(Raw rows)
_ _ _
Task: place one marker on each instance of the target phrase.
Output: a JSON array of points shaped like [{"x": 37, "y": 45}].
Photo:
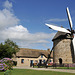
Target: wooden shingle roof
[{"x": 31, "y": 53}]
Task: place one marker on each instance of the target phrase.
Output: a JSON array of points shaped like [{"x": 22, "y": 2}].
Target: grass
[
  {"x": 64, "y": 68},
  {"x": 35, "y": 72}
]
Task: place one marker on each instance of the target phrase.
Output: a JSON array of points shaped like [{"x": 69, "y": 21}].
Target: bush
[
  {"x": 5, "y": 64},
  {"x": 8, "y": 72}
]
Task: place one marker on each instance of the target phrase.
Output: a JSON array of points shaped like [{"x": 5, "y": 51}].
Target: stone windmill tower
[{"x": 63, "y": 46}]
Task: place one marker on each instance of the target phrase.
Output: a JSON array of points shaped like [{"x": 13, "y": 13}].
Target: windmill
[{"x": 64, "y": 50}]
_ _ _
▶ [Challenge]: Turn the rows above into a numbered list, one line per item, with blank lines dropped. Leave out the pictures.

▶ [Answer for the task]:
1. Task: place one marker on each instance of the target phrase.
2. Output: a JSON array of points shaped like [{"x": 37, "y": 45}].
3. Photo:
4. Target: wooden shingle roof
5. [{"x": 31, "y": 53}]
6. Task: place one marker on each instance of the target phrase.
7. Output: a JSON array of points shaped like [{"x": 22, "y": 2}].
8. Target: grass
9. [
10.   {"x": 64, "y": 68},
11.   {"x": 35, "y": 72}
12. ]
13. Task: place one marker on each instance of the target phrase.
14. Output: a JSON array of points shaped like [{"x": 69, "y": 21}].
15. Target: bush
16. [
17.   {"x": 5, "y": 64},
18.   {"x": 8, "y": 72}
19. ]
20. Task: place one marker on each instance of the target phrase.
21. Output: a JSON array of points shaped like [{"x": 5, "y": 51}].
22. Target: stone windmill tower
23. [{"x": 63, "y": 46}]
24. Task: place one marker on each instance of the target phrase.
25. Output: a JSON array of points shaped like [{"x": 13, "y": 13}].
26. Target: windmill
27. [{"x": 64, "y": 50}]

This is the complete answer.